RAW DATA:
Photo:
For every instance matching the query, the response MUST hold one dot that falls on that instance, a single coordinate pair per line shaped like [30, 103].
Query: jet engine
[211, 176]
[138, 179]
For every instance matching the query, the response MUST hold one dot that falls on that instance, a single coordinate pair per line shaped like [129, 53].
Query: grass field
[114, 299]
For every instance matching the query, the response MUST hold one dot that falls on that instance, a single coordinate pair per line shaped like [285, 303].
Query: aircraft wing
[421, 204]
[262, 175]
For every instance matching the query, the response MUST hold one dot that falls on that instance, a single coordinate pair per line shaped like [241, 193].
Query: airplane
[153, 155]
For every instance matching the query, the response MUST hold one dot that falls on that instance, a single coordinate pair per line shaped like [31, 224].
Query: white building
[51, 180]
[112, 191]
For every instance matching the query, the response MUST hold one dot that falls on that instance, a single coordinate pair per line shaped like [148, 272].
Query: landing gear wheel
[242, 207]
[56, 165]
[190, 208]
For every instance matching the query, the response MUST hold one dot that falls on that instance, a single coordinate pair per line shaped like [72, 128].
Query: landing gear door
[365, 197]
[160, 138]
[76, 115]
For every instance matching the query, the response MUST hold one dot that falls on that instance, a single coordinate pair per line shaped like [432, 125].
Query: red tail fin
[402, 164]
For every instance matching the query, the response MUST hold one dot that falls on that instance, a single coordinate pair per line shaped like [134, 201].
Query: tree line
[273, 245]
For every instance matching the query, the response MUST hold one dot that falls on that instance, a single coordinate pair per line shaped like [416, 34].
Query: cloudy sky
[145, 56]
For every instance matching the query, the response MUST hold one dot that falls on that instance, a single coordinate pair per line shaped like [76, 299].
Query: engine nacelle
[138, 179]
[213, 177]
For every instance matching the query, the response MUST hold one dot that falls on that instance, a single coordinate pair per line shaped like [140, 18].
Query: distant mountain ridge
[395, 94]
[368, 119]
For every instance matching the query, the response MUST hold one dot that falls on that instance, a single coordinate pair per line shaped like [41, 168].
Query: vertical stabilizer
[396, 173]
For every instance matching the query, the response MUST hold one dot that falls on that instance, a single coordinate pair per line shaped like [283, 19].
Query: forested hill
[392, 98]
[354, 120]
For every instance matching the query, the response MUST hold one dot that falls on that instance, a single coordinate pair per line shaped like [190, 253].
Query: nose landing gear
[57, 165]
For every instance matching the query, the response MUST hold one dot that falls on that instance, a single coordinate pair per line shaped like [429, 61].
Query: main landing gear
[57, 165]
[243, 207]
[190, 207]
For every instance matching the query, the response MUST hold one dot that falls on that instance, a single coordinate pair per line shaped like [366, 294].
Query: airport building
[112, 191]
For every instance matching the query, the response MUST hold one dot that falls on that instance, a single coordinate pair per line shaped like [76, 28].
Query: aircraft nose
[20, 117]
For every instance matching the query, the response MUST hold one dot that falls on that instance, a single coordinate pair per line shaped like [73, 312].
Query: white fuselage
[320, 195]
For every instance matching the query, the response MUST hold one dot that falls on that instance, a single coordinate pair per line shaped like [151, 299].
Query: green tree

INSTRUCTIONS FOR THE TASK:
Reproduce the material exactly, and keep every line as it is.

EXERCISE SOLUTION:
Photo:
For every instance matching the query, the response MUST hold one dot that falls on that instance, a single coordinate pair per line shaped like [30, 103].
Query: jet engine
[211, 176]
[138, 179]
For every instance matching the query, the response MUST hold one dot that falls on that instance, a single coordinate pair per line shaped like [129, 53].
Query: grass field
[114, 299]
For every instance matching the query, the response MUST hold one dot that falls on that instance, a single coordinate pair per line shaped like [285, 303].
Query: aircraft wing
[421, 204]
[262, 175]
For every instance matching the query, the response MUST hold one dot that falls on that instance, a single coordinate pair per line shaped like [241, 193].
Query: airplane
[153, 155]
For every instance matching the query, the response MUST hold one dot that falls on that instance, a single coordinate pair per line shaped like [31, 224].
Query: white building
[51, 180]
[112, 191]
For every instance matching the query, the response MUST hold one dot that falls on that instance, a single coordinate pair per line shaped like [148, 272].
Query: landing gear wheel
[242, 207]
[56, 165]
[190, 208]
For every instance matching the query, the response MUST hold one dot that falls on that instance, a single coordinate pair per line shaped like [72, 128].
Query: landing gear door
[365, 197]
[160, 138]
[76, 115]
For every instance matching the query, the response MUST hold one dot that falls on that instance, a single coordinate pair per line shaped like [432, 125].
Query: red tail fin
[402, 164]
For every instance matching the query, the response MUST hold one dot that falls on that instance, a single coordinate pair per line shaped like [134, 201].
Query: tree line
[273, 245]
For every instance matching the query, the response MUST hold one dot that falls on that instance, a single coordinate pair per line shaped like [416, 34].
Query: cloudy sky
[145, 56]
For every instance matching the query, the response MUST hold one dot that falls on that instance, a single coordinate pair per line shaped like [76, 299].
Query: engine nacelle
[138, 179]
[213, 177]
For every instance matching the query, the response MUST hold one dot that falls on that instance, a single coordinate pair per line shaped like [140, 18].
Query: distant mountain ridge
[395, 94]
[368, 119]
For every instance matching the query, the response MUST hold one dot that falls on that instance, a single coordinate pair per line shaped like [41, 168].
Query: vertical stabilizer
[396, 173]
For every instance matching the query, the response MUST hold one dot that falls on that instance, a single coordinate pair per line shaped like [283, 19].
Query: forested hill
[392, 98]
[354, 120]
For every instance matching the query, the response MUST hold one dot that falls on that instance, a single coordinate pair per line shaped like [190, 253].
Query: nose landing gear
[57, 165]
For every instance matching the query, the response MUST hold one dot that falls on that instance, a single coordinate pair per line shaped like [429, 61].
Query: main landing gear
[57, 165]
[243, 207]
[190, 207]
For every instance matching the query, the response MUST hold one dot that falls on that instance, a single coordinate pair per line shaped like [366, 294].
Query: airport building
[112, 191]
For every instance matching the query, the response MUST hold one dot that falls on that instance, a single coordinate pair per line shaped like [76, 28].
Query: aircraft nose
[20, 117]
For every instance matching the query, the response MUST hold one dot that falls on that instance, a single coordinate pair per line shaped like [73, 312].
Query: white fuselage
[320, 195]
For every instance matching the query, the response MUST hold one dot that falls on that instance, a single coordinate pair per line shaped like [151, 299].
Query: green tree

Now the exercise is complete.